TO DO:
Copy out every line of the records below verbatim, changing nothing.
═════ PROVIDED INFORMATION ═════
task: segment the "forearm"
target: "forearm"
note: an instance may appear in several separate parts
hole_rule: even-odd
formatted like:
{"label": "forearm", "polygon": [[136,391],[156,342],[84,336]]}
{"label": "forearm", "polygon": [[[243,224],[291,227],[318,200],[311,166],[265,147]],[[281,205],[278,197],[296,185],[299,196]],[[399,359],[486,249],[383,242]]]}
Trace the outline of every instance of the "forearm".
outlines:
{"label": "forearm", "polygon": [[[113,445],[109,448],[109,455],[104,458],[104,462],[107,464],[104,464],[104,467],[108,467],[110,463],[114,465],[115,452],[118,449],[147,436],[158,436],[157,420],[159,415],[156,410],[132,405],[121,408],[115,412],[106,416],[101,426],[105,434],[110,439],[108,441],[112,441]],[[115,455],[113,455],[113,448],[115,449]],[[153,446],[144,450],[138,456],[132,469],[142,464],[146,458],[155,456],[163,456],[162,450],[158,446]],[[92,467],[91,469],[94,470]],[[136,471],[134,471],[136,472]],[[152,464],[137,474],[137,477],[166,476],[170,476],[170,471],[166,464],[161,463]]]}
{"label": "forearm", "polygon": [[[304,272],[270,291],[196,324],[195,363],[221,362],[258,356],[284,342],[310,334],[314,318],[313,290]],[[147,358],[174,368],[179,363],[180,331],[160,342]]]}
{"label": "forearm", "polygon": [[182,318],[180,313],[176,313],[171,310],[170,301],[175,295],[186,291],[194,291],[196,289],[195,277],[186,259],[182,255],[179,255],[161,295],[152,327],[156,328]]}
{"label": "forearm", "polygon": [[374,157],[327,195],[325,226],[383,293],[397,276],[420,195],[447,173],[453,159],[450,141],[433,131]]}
═════
THE OUTPUT:
task: segment the "forearm"
target: "forearm"
note: an instance may appear in several separate parts
hole_rule: even-odd
formatted like:
{"label": "forearm", "polygon": [[136,391],[156,342],[84,336]]}
{"label": "forearm", "polygon": [[[243,224],[291,227],[318,200],[311,166],[265,147]],[[281,205],[278,197],[296,185],[299,196]],[[399,359],[486,249],[383,242]]]}
Trace the outline of every instance of the "forearm".
outlines:
{"label": "forearm", "polygon": [[[113,445],[109,448],[109,455],[104,458],[104,462],[107,464],[104,464],[104,467],[108,467],[110,463],[114,465],[115,452],[118,449],[147,436],[158,436],[157,420],[159,415],[156,410],[132,405],[121,408],[115,412],[106,416],[101,426],[105,434],[110,439],[108,441],[112,441]],[[115,455],[113,455],[113,448],[115,449]],[[153,446],[144,450],[138,456],[132,469],[142,464],[146,458],[155,456],[163,456],[162,450],[158,446]],[[92,467],[91,469],[94,470]],[[136,471],[134,471],[136,472]],[[152,464],[137,474],[137,477],[166,476],[170,476],[170,471],[166,464],[161,463]]]}
{"label": "forearm", "polygon": [[[304,272],[270,291],[196,324],[195,363],[221,362],[258,356],[284,342],[310,334],[314,318],[313,290]],[[147,358],[174,368],[179,363],[180,331],[160,342]]]}
{"label": "forearm", "polygon": [[182,318],[180,313],[176,313],[171,310],[170,301],[175,295],[186,291],[194,291],[196,289],[195,277],[186,259],[182,255],[179,255],[161,295],[152,327],[156,328]]}
{"label": "forearm", "polygon": [[374,157],[327,195],[325,226],[383,293],[397,276],[420,195],[447,173],[453,159],[450,141],[433,131]]}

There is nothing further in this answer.